» TEXT BLOCK
Galvanising the Commons - Building Global Bridges for Commons and Disciplines
On 20 March, EOSC Future and RDA held a collaborative workshop in Gothenburg as a satellite event to P20. Over 300 people attended in person, 120 online. The agenda was packed and the discussions lively. This blog presents some highlights and key takeaways. Recordings and links to presentations can be found on the event agenda page.
The three themes covered during the day were: interoperability, discoverability and engagement. EOSC Future was present throughout, and many of the EOSC Future RDA awardees presented their work in the EOSC context under the three themes.
Making global connections - the morning session
Sarah Jones made most of her short visit to Gothenburg and was tireless in her role as the MC of the event. She welcomed the first speaker, Hilary Hanahoe, who gave the welcome presentation and demonstrated the importance of interoperability by using slides where 15% of the text was invisible...
Hilary reiterated the RDA vision of researchers and innovators openly sharing and re-using data across technologies, disciplines, and countries. She also demonstrated the progress the RDA community has made in building social and technical bridges that enable sharing and reuse of data. The presentation focused on the structure, working practices and values of the RDA community, such as openness, technology neutrality and inclusiveness. RDA therefore provides the natural forum for developing research commons where researchers can seamlessly access trusted research outputs and services.

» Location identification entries

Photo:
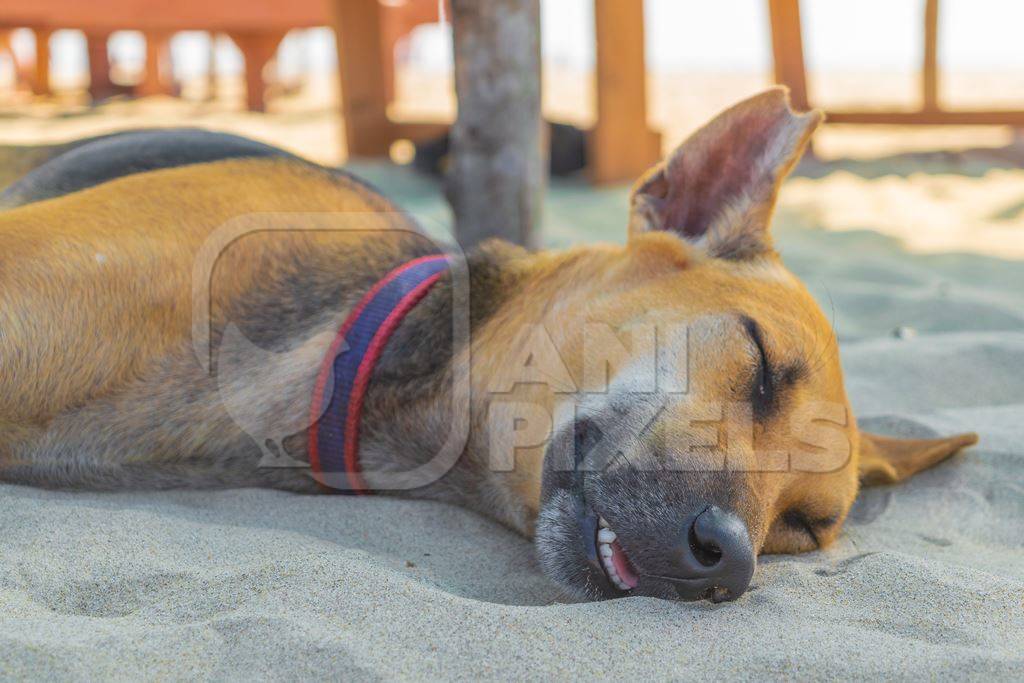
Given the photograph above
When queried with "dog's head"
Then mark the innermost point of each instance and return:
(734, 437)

--

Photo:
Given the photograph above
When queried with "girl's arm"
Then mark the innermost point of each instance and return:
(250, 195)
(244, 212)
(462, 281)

...

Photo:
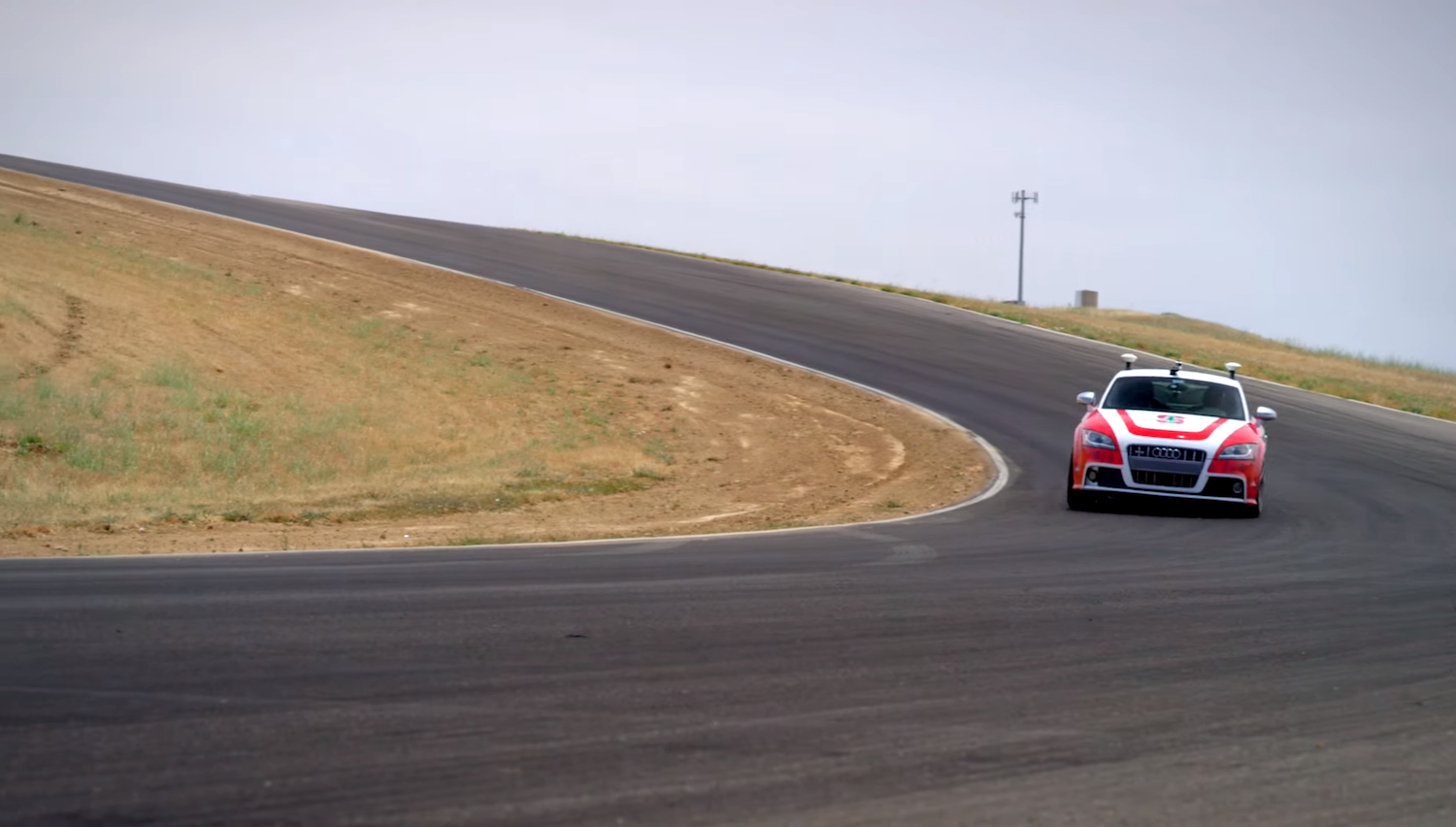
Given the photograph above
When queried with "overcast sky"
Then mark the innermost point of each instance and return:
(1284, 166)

» COMPLETE THE FOLLOWING
1. Duplicate the stretch of the workshop post from "Galvanising the Commons" through "the three themes.".
2. Decide whether each statement agrees with the workshop post. For each, answer yes or no and quote the deciding words. (a) More than 300 people attended the workshop in person. (b) The workshop took place on 20 April. (c) Hilary Hanahoe served as the MC of the event.
3. Translate this sentence from the workshop post into Spanish: "The three themes covered during the day were: interoperability, discoverability and engagement."
Answer from the workshop post alone.

» IN RESPONSE
1.
Galvanising the Commons - Building Global Bridges for Commons and Disciplines
On 20 March, EOSC Future and RDA held a collaborative workshop in Gothenburg as a satellite event to P20. Over 300 people attended in person, 120 online. The agenda was packed and the discussions lively. This blog presents some highlights and key takeaways. Recordings and links to presentations can be found on the event agenda page.
The three themes covered during the day were: interoperability, discoverability and engagement. EOSC Future was present throughout, and many of the EOSC Future RDA awardees presented their work in the EOSC context under the three themes.

2.
(a) Yes: "Over 300 people attended in person, 120 online."
(b) No: "On 20 March, EOSC Future and RDA held a collaborative workshop in Gothenburg as a satellite event to P20."
(c) No: "Sarah Jones made most of her short visit to Gothenburg and was tireless in her role as the MC of the event."

3. Los tres temas tratados durante la jornada fueron: interoperabilidad, descubribilidad y participación.